** Opening Task input block **

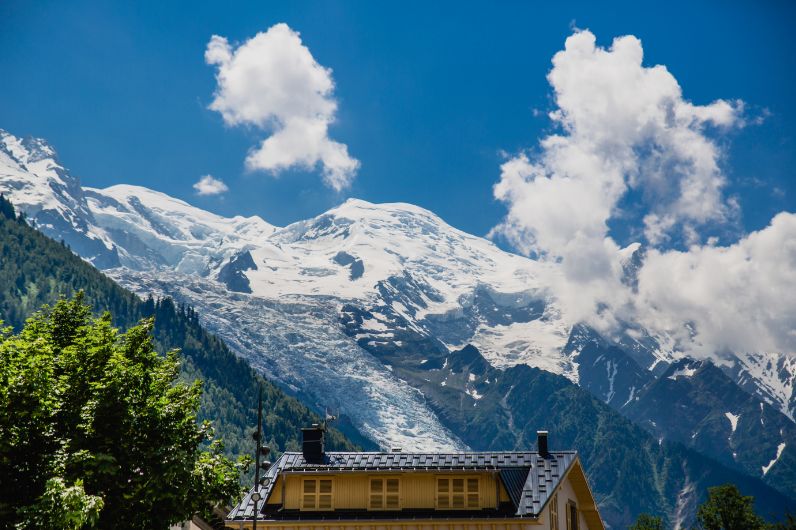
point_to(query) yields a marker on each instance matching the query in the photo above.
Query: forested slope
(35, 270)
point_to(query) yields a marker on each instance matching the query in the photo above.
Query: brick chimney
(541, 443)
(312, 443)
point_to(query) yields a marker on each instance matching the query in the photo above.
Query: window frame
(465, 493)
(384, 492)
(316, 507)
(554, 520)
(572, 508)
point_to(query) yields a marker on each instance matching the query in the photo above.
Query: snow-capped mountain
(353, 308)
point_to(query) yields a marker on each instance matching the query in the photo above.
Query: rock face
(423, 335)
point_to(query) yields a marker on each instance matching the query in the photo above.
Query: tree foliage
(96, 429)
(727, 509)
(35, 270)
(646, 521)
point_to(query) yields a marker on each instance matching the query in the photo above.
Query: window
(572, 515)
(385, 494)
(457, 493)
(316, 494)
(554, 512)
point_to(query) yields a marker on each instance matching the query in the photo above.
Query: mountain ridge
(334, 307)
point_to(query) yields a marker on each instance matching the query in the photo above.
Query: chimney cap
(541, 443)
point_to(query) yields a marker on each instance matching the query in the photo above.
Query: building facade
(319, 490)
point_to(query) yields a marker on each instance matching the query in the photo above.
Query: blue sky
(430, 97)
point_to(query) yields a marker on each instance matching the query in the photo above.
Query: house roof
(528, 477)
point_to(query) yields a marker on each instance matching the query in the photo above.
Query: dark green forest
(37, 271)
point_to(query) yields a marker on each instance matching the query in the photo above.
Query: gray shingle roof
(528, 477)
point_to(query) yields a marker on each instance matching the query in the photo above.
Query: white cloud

** Closing Task input block **

**What the task requires:**
What you return should be the whole listing, word for word, without its pictures.

**Solution to the exercise:**
point_to(query) yields a marker on each instance matching the query in the photo above.
Query: forested slope
(35, 270)
point_to(query) yields a marker on each instance matching the query in the photo above.
Query: brick chimney
(541, 443)
(312, 443)
point_to(query) yields a marker on each instance matching the query in the photo above.
Query: window frame
(465, 493)
(384, 492)
(316, 507)
(554, 520)
(572, 508)
point_to(query) yields a marker on each instance matching the query in the photo above.
Query: snow-capped mountain
(353, 308)
point_to(query) yields a marker on each instance matching the query in the photo above.
Query: rock face
(423, 335)
point_to(query) yields a marker on each instance matching the query in the photo above.
Query: tree foliage
(96, 429)
(727, 509)
(35, 270)
(646, 521)
point_to(query) yields a marker on each instance matching the query in the photo above.
Query: window
(572, 515)
(385, 494)
(457, 493)
(316, 494)
(554, 512)
point_to(query) yields a marker on each instance matching the query in the photo above.
Query: mountain ridge
(334, 307)
point_to(query) yields a marker on each instance matching the query in the photo above.
Query: chimney cap
(541, 443)
point_to(query) yields a marker on each instance matching the query in the photo above.
Query: building facade
(319, 490)
point_to(query) yields a marker on each instance matching the query in the photo above.
Query: blue sky
(430, 97)
point_to(query) yields a marker on each instance matching the query in the photo above.
Query: house roof
(528, 477)
point_to(query) yields a marker on each instance matching the query in the photo above.
Query: dark green forest
(37, 271)
point_to(query) yields a marker on each instance matching the query in the photo above.
Query: gray shingle roof
(528, 477)
point_to(query) yields a marker on each instance matching the query in the photo above.
Query: white cloud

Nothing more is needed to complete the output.